Rows from a dataset:

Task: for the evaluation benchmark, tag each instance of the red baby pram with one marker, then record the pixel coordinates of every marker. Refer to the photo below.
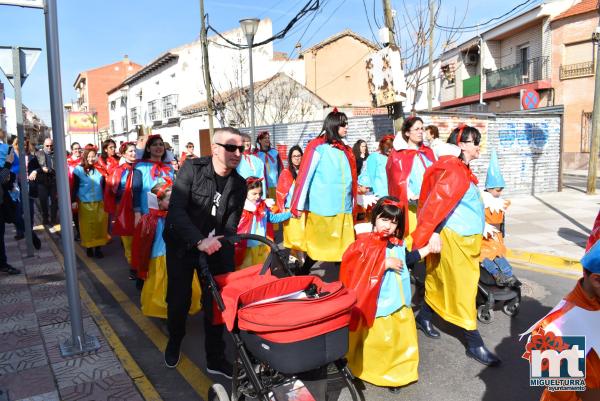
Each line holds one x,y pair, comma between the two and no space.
282,326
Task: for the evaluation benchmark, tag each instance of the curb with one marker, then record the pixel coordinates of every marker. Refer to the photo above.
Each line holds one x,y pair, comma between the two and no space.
554,261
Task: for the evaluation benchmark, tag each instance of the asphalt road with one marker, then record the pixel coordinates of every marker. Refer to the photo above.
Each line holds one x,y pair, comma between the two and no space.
444,370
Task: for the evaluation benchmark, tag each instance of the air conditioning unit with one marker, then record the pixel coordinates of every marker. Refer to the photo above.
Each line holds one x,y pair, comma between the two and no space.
471,58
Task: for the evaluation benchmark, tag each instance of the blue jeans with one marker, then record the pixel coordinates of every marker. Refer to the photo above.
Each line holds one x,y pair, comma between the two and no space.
499,264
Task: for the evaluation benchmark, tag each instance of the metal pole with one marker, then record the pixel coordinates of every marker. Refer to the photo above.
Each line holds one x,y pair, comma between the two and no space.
79,342
592,167
250,39
206,66
23,182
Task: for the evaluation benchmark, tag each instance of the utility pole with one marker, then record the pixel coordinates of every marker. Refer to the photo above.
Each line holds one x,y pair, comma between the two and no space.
592,167
206,66
396,108
430,80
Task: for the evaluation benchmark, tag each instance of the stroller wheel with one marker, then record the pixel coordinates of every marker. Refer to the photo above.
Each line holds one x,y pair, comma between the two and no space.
511,308
217,392
485,315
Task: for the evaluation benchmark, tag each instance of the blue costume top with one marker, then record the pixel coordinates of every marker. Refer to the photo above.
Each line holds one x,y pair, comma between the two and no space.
415,179
468,217
395,289
327,190
143,183
272,164
252,166
88,187
374,175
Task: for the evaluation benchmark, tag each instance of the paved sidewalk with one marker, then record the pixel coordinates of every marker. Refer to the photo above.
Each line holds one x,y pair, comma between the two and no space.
34,321
557,223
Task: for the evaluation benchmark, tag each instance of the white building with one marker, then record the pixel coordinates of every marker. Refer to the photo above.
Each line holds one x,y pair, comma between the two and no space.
153,96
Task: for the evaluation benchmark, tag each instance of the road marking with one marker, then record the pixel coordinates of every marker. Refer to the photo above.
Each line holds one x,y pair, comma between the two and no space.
135,372
188,369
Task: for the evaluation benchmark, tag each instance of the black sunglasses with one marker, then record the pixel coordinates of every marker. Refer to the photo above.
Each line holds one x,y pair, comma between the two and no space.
232,148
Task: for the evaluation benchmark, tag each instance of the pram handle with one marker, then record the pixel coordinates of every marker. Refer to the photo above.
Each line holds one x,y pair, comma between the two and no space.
212,285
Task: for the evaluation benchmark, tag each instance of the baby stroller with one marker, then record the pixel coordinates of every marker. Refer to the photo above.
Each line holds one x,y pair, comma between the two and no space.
489,294
284,328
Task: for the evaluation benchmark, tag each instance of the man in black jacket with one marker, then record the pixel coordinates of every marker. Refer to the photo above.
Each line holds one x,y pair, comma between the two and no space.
206,204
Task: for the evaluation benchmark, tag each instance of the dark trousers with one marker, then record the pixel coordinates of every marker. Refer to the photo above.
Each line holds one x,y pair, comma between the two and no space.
472,337
45,192
180,270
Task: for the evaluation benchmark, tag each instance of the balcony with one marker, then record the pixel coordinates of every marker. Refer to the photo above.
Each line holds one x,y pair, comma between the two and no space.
529,71
471,86
578,70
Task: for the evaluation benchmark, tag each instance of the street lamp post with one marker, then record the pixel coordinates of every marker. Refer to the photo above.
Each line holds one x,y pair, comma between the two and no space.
249,27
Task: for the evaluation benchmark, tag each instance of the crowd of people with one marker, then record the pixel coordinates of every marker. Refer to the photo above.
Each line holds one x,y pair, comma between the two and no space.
415,198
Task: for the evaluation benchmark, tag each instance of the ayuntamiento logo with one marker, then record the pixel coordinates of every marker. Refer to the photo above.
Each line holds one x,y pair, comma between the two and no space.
556,362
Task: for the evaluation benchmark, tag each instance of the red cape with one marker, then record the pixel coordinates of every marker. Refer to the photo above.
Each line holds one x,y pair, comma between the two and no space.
444,184
305,166
398,168
362,269
283,188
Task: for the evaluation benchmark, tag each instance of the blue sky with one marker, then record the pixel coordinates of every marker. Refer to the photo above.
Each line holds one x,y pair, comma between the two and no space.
98,32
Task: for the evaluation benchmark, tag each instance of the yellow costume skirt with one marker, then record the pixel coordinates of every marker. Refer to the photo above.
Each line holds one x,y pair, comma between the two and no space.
293,233
386,354
451,280
327,237
126,240
93,224
154,293
254,256
412,224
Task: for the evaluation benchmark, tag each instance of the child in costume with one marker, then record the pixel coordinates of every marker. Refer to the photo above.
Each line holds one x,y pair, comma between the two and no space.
293,229
326,187
493,251
272,161
405,168
578,314
154,292
256,219
375,266
88,189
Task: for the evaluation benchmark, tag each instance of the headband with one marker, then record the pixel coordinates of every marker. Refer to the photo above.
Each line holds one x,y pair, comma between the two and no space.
461,128
165,187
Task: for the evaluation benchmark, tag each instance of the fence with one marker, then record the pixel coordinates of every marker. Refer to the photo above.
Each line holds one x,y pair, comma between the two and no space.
528,145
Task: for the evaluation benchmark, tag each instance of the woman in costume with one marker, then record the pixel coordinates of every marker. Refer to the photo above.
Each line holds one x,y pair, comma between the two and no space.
251,165
451,220
293,229
326,187
256,219
119,199
375,266
405,167
272,161
88,189
374,175
108,160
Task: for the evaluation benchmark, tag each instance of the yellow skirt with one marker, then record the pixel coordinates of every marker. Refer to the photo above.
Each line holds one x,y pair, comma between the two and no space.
254,256
126,240
293,233
412,224
154,293
451,280
93,224
327,237
386,354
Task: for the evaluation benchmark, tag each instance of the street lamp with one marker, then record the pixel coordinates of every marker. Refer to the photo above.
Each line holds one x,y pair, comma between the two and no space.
249,27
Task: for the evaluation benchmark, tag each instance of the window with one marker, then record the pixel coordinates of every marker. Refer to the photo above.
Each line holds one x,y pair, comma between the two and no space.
133,114
169,106
153,110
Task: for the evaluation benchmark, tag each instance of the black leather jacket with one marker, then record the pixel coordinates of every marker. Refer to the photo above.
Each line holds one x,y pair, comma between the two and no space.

**PROBLEM REQUIREMENTS:** Do not include the images; transcribe the rest of the listing exactly.

**OUTPUT OF THE EXERCISE:**
Task: for the evaluation benchmark, tag each instance of the red baby pram with one marker, then record the pixel coordinates of every marker. Refer to the photo below.
Each line holds one x,y pair, comma between the two and no space.
282,326
Task: for the evaluation benchmark, tag each instance of the curb with one marker, then record the pixel coordinates of every marker. Refer to the photo above.
Each line holds one x,y pair, comma between the two and no space.
554,261
Task: for the evaluation benchmark, tag each instance of the asphalt road with one marker, then record the pixel coordinates of every marker. Refer to the photo above.
Each line holds one x,y pair, comma between the two and no space.
444,370
Task: for the evaluation benchmark, tag each instance of the air conditioning unit with one marker, then record the pixel coordinates of every marker. Refer to the photo above.
Each line holds one x,y pair, comma between the two and no space.
471,58
Task: for the evaluation benchmark, tag each instance of the blue jeans with one marker, then record the pixel coordinates of every marker. Refer to the photo above.
Each line holds one x,y pair, comma between the two and no space.
499,264
Task: for the evaluation benchmark, tag each instance of the metal pole with one marker, then record the pixel coordinates of every marker. Refer to the photo above.
Each line holds one x,y pair, comma between the two and no space.
79,342
592,167
250,39
206,66
23,182
Task: for the evaluation benchmark, tag each instance of the utility pole with one marker, then record the pixel coordinates of every marker. Refer to the photo above.
Each line holds one x,y pair, comma between the two and no space.
592,167
206,66
396,108
430,80
Task: for the evaluation benchmark, tag each instance of the stroller wheel with one marker, then record the pixel coordinates of every marker. Refer to the photo above.
Each line holds one x,y pair, comma between the two and no space.
511,308
217,392
485,315
Task: for the evaluation benchmark, tag each instance of the blue costume top with one marker, then record the pixel coordinates of every marker. Refer to the photo above.
Each line holds one x,y pair, comma between the two and no space.
415,179
468,217
395,289
327,190
143,183
272,164
252,166
88,187
374,175
Task: for the evaluation benchmark, tag each instance of the paved sidewalk with one marker, then record the pixel coordinates of every marker. Refer to the photo above.
Each line holds one x,y pair, comma between the two and no space.
34,321
557,223
Task: for the evaluation benchmark, tag each instance of the white building with one marker, then record the pixel coordinates of every marker. Refer to the photo above.
Each line holds one x,y pair, comma between the two and no space.
153,96
Task: for the evaluation benchmark, tag each instance of the road marking with one marker, then record the pixel coordinates of every marker. Refer to the photo above.
Each line holds one x,y pair, comma between the two and no space.
135,372
188,369
Task: for the evaluation benchmark, tag each instance of the black sunglasses with one marker, then record the pixel coordinates of every marker. Refer to the photo above.
Each line holds one x,y pair, comma between the two and no space.
232,148
Task: for the evaluation benchmark, tag each instance of the pram handle with one marker, then record the pixel coordinates of every marker. Refer to the photo above.
Each line holds one x,y pair, comma between the two and no space.
212,285
Task: for the evaluation benchmark, tag each instance of the baby stroller with one marker, then record the pixel coordinates of every marker. Refer to the photo above.
Each line holds one x,y pair, comma between the two and no space.
489,294
284,328
Task: for the evaluation benchmark, tag each instance of the man in black jacket with one marker, then record the pixel coordinates of every marker. Refer to the photo above.
Each line holds one x,y pair, comma between the two and no space.
206,204
Task: for the evaluation benchmark, tag each instance of the dark trousers with one marker, then record the pixel coordinates of every marker. Refer to the photo above.
Each line holds one x,y pair, comma between the two and no space.
472,337
45,192
180,270
Task: for the evaluation benchmark, tag each instance of the balcony with one marker, then record the pixel coordinates of every marker. Refer to the photo above.
Each line holds one x,y pair, comma between the two and no space.
529,71
471,86
578,70
Task: for the evaluation benchmark, tag each instance of the street lamp post with one marker, then record the pixel coordinates of every marker. Refer to the photo above.
Each line holds one x,y pair, comma between the two and no space.
249,27
Task: for the evaluation benchmark, tag each instance of the crowd of people with one marker, then record the pixel coordinates of every marker. Refer to the photo above.
Each line holds one x,y pair, comma between the two and no space.
415,198
Task: for the evaluation benchmark, tag each instance of the ayuntamiento logo with one marker, then record the pixel coordinates of every marker. Refer to the photo above.
Each line holds one x,y pair, comma between the two and no space.
556,362
Task: for the evaluation benchmark, tag each instance of the red cape with one marker, then record the pixel coordinates of every marker. Refer to the photo above.
Each line holds one x,y pair, comma between the two and no space.
444,184
305,166
398,168
362,269
283,188
Task: for the evaluation benchmark, tag each instance of the blue sky with one marker, then record the pixel coordinates of every marker. Refer to the photo above.
Each line holds one x,y pair, comma between the two and no space.
98,32
Task: for the evaluation benchmark, tag each instance of the yellow costume skirt with one marker, then record the pixel coordinates of every marker. Refer to the photo above.
Each line holds one x,y pair, comma between the two and no space.
293,233
386,354
451,280
327,237
126,240
93,224
154,293
254,256
412,224
Task: for the evaluation benchmark, tag each instance of the child in costume with one marker, then record the pixel coordinates of every marker. Refer to the photo above.
Each line holds one x,y pair, comma between the two and no space.
293,229
326,187
493,251
272,161
405,168
578,314
154,292
256,219
375,266
88,189
Task: for the evaluation benchmark, tag each instance of the headband with one marker, then record the pixel coordinates of every marker. Refer to the photo above.
Each line holds one x,y pair, comma between the two and no space.
461,128
165,187
Task: for the evaluation benchmark, tag each instance of the fence with one marker, then record the pixel coordinates of every marker. Refer to the photo above.
Each line holds one x,y pair, comma between the two and no space.
528,145
Task: for the evaluation benchmark, tag each instance of the woman in costume with one marker, then record the pixel coordinates of every marker. Refer to the photo above.
Each line holds one x,y pair, comma between the two and no space.
251,165
451,220
293,229
326,187
256,219
119,199
375,266
405,167
272,161
88,189
374,175
108,160
Task: for the evaluation benchmark, tag each instance of the yellow skirt with one marker, then record the pixel coordinates of every marker. Refer to the photo above.
Each line holds one x,y pair, comma between the two and no space.
254,256
126,240
293,233
412,224
154,293
451,280
93,224
327,237
386,354
Task: for the evaluation benchmark, tag each instance of the street lamp with one marker, then record the pixel coordinates of every marker. Refer to the photo above.
Each line holds one x,y pair, comma between the two and no space.
249,27
Task: for the evaluation benchmark, tag each instance of the window with one marker, then record the pixel coordinates of every marker. Refer to the photo above.
Each line holds one x,y pair, comma between the two and no space.
133,114
169,106
153,110
Task: for the evaluation benchmark, tag each instance of the black leather jacket with one marker, then record the pixel coordinates of every marker. Refer to the photo above.
Each line holds one x,y pair, comma between the two and no space.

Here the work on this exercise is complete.